**What you are asked to do**
Reproduce the material below verbatim, preserving every line in its original order.

**Records for this exercise**
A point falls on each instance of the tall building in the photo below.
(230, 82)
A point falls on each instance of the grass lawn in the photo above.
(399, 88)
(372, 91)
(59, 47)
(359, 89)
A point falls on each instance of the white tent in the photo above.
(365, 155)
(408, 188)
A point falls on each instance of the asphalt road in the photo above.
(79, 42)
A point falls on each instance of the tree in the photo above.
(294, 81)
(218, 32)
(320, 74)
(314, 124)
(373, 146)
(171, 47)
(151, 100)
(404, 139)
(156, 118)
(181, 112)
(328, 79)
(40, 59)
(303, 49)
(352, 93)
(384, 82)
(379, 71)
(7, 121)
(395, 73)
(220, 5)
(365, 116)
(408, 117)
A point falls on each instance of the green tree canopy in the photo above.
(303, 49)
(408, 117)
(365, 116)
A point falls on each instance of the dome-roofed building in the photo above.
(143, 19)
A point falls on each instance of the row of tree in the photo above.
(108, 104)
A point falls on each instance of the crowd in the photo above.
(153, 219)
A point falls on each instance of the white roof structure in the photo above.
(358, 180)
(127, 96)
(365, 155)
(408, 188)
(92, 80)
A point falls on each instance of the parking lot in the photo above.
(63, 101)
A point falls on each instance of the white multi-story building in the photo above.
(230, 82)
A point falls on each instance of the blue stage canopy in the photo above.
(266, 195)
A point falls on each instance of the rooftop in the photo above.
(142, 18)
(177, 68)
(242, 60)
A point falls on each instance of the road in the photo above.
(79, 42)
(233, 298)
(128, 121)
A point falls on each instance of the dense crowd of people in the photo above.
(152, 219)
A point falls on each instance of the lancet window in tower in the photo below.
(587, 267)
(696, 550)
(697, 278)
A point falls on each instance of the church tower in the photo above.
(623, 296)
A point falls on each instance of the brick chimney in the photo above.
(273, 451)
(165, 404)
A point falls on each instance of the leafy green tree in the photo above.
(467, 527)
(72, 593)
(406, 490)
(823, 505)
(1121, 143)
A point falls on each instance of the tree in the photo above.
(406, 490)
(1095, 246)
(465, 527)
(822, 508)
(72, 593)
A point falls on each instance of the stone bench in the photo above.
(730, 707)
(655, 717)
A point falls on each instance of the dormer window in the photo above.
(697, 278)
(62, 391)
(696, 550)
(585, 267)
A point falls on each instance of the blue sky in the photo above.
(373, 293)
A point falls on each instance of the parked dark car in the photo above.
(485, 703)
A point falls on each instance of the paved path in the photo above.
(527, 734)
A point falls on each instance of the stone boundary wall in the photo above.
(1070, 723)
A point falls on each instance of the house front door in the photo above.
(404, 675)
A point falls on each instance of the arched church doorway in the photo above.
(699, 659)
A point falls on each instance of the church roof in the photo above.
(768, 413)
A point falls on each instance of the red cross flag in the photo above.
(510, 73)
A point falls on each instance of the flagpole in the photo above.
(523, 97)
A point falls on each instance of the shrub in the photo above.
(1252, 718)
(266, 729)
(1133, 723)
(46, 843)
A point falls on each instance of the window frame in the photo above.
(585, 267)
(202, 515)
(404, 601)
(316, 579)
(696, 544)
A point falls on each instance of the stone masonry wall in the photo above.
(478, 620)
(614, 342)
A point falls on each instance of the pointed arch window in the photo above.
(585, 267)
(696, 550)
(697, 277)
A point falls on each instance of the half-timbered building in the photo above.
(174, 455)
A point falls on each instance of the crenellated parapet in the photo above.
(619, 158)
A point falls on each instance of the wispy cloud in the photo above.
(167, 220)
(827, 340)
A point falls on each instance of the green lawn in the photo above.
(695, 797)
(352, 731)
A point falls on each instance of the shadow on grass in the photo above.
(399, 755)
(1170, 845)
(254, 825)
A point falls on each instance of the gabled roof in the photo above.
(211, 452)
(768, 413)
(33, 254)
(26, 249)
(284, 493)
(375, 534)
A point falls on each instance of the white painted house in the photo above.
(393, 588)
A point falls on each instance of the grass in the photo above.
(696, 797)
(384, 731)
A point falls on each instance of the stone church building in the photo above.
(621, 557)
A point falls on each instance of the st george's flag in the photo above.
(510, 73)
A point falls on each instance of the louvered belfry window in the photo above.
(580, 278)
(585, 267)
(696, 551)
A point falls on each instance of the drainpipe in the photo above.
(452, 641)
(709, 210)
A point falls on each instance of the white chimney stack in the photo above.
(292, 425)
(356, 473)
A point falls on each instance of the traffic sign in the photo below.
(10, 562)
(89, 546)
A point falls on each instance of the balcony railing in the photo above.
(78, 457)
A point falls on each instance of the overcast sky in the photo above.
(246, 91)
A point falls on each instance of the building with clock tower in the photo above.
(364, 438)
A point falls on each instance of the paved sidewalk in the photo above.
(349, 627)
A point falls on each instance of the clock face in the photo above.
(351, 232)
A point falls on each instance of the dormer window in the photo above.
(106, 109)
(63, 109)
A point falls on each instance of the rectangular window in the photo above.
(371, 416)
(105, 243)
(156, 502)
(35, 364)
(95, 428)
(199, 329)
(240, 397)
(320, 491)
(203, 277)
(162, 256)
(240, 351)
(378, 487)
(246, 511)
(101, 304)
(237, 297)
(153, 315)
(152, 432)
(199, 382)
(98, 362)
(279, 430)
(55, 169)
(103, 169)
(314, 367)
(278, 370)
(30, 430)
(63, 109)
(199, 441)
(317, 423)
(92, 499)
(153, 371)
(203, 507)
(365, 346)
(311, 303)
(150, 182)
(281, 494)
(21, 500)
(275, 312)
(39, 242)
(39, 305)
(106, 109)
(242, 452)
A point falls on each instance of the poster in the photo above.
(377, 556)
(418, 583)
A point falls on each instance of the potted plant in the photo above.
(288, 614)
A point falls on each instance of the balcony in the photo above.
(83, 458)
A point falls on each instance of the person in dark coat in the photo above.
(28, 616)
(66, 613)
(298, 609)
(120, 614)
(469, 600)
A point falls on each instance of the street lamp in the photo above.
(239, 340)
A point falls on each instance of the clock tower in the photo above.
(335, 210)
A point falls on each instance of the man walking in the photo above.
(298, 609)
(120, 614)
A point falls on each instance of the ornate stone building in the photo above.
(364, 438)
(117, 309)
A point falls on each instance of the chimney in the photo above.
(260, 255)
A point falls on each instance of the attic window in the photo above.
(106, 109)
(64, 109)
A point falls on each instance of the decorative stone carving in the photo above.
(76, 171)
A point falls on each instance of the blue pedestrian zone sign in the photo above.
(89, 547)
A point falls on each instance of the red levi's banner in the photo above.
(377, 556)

**The answer**
A point falls on each instance of the tall building in the photo below.
(230, 82)
A point falls on each instance of the grass lawn in the photo above.
(399, 88)
(372, 91)
(59, 47)
(359, 89)
A point falls on each instance of the white tent in the photo above.
(365, 155)
(408, 188)
A point falls on each instance of the asphalt road in the photo above.
(79, 42)
A point falls on each instance of the tree in the photo above.
(294, 81)
(218, 32)
(320, 74)
(314, 124)
(373, 146)
(171, 47)
(151, 100)
(404, 139)
(156, 118)
(181, 112)
(328, 79)
(40, 59)
(303, 49)
(352, 93)
(384, 82)
(379, 71)
(7, 121)
(395, 73)
(220, 5)
(365, 116)
(408, 117)
A point falls on each instance of the green tree canopy in the photo above.
(303, 49)
(408, 117)
(365, 116)
A point falls on each instance of the dome-roofed building in the photo above.
(143, 19)
A point falls on each instance of the row of tree in the photo above.
(108, 104)
A point falls on each instance of the crowd in the photo above.
(153, 219)
A point falls on each instance of the white roof structure in the photo above.
(358, 180)
(127, 96)
(365, 155)
(408, 188)
(92, 80)
A point falls on each instance of the parking lot in the photo above.
(63, 101)
A point falls on each instance of the white multi-story building in the photo above.
(230, 82)
A point falls on each instance of the blue stage canopy in the photo above.
(266, 195)
A point falls on each instance of the rooftop in the photo above.
(142, 18)
(177, 68)
(242, 60)
A point falls on each instance of the road in the photo above.
(79, 42)
(233, 298)
(128, 121)
A point falls on each instance of the dense crowd of people in the photo above.
(152, 219)
A point falls on each instance of the lancet window in tower in the photo below.
(587, 267)
(696, 550)
(697, 278)
A point falls on each instance of the church tower in the photo above.
(623, 296)
A point falls on each instance of the brick chimney in the photo above.
(273, 451)
(165, 404)
A point falls on each instance of the leafy green tree in the photo above.
(467, 527)
(72, 593)
(406, 490)
(823, 505)
(1121, 143)
A point falls on each instance of the tree in the photo above.
(406, 490)
(1095, 246)
(465, 527)
(822, 508)
(72, 593)
A point falls on each instance of the stone bench in the photo above.
(730, 707)
(655, 717)
A point falls on each instance of the dormer window in the photo above.
(697, 278)
(62, 391)
(696, 550)
(585, 267)
A point falls on each instance of the blue sky in the photo above.
(373, 293)
A point falls on each instance of the parked dark car in the photo above.
(485, 703)
A point falls on each instance of the paved path in the photo above.
(527, 734)
A point falls on each instance of the stone boundary wall in the photo above.
(1070, 723)
A point falls on each instance of the house front door in the photo above.
(404, 675)
A point falls on each instance of the arched church doorway in the photo above.
(699, 659)
A point falls on each instance of the church roof in the photo above.
(768, 413)
A point falls on each instance of the red cross flag in the photo above.
(510, 73)
A point falls on each instance of the flagpole in the photo above.
(523, 97)
A point falls on each instance of the shrub in the photo above.
(1252, 718)
(266, 729)
(1133, 723)
(46, 843)
A point falls on each instance of the window frame in the photo above.
(585, 267)
(202, 515)
(404, 601)
(316, 579)
(696, 544)
A point falls on each instance of the stone masonry wall in the photo above.
(478, 620)
(614, 342)
A point falls on each instance of the pointed arch window in the photo above.
(585, 267)
(696, 550)
(697, 277)
A point falls on each instance of the half-timbered building in the photo above.
(174, 455)
A point falls on each instance of the crenellated parapet in the photo above.
(619, 158)
A point falls on each instance of the wispy cloud in the photo above.
(167, 220)
(827, 340)
A point falls on each instance of the green lawn in the photo above.
(695, 797)
(352, 731)
A point falls on each instance of the shadow on grass in the photo above.
(399, 755)
(1170, 845)
(254, 825)
A point falls on each instance of the gabled roof in the photo above.
(211, 452)
(768, 413)
(33, 254)
(26, 249)
(284, 493)
(375, 534)
A point falls on each instance of the white painted house in the photo above.
(393, 588)
A point falls on each instance of the grass in the photo above.
(696, 797)
(384, 731)
A point falls on each instance of the stone church building in the photo above.
(621, 557)
A point falls on each instance of the st george's flag in the photo above.
(510, 73)
A point falls on each instance of the louvered belfry window in the photo above.
(580, 278)
(585, 267)
(696, 551)
A point falls on each instance of the drainpipe in the photo above.
(452, 641)
(709, 210)
A point falls on each instance of the white chimney stack in the photo above.
(292, 425)
(356, 473)
A point falls on each instance of the traffic sign in the photo below.
(10, 562)
(89, 546)
A point falls on each instance of the balcony railing in the photo above.
(78, 457)
A point falls on each instance of the overcast sky in the photo above.
(246, 91)
A point falls on each instance of the building with clock tower in the photo above.
(364, 438)
A point falls on each instance of the paved sidewalk in the photo above.
(349, 627)
A point falls on each instance of the clock face in the photo above.
(351, 232)
A point falls on each instance of the dormer window in the photo above.
(106, 109)
(63, 109)
A point falls on each instance of the rectangular window in the photo above.
(371, 416)
(105, 243)
(156, 502)
(35, 364)
(95, 428)
(199, 329)
(240, 397)
(320, 491)
(203, 277)
(162, 256)
(240, 351)
(378, 487)
(246, 511)
(101, 304)
(237, 297)
(153, 315)
(152, 432)
(199, 382)
(98, 362)
(279, 430)
(55, 169)
(103, 169)
(314, 367)
(278, 370)
(30, 430)
(63, 109)
(199, 441)
(317, 423)
(92, 499)
(153, 371)
(203, 507)
(365, 346)
(311, 303)
(150, 182)
(281, 494)
(21, 500)
(275, 312)
(39, 242)
(39, 305)
(106, 109)
(242, 452)
A point falls on each instance of the poster in the photo above.
(377, 556)
(418, 583)
A point falls on each instance of the potted plant in the photo above.
(288, 614)
A point falls on each instance of the balcony in the photo above.
(83, 458)
A point falls on each instance of the person in dark coat in the photo above.
(28, 616)
(66, 613)
(298, 609)
(120, 614)
(469, 600)
A point falls on each instance of the street lamp in the photo above.
(239, 340)
A point falls on each instance of the clock tower in the photo above.
(335, 210)
A point falls on each instance of the man walking in the photo above.
(298, 609)
(120, 614)
A point falls on each instance of the ornate stone building in the photo above.
(364, 438)
(117, 309)
A point falls on each instance of the chimney in the photo above.
(260, 255)
A point falls on each instance of the attic window in the photo above.
(106, 109)
(64, 109)
A point falls on each instance of the decorative stone carving in the photo above.
(76, 171)
A point falls on each instance of the blue pedestrian zone sign in the photo above.
(89, 547)
A point falls on each instance of the red levi's banner in the photo above.
(377, 556)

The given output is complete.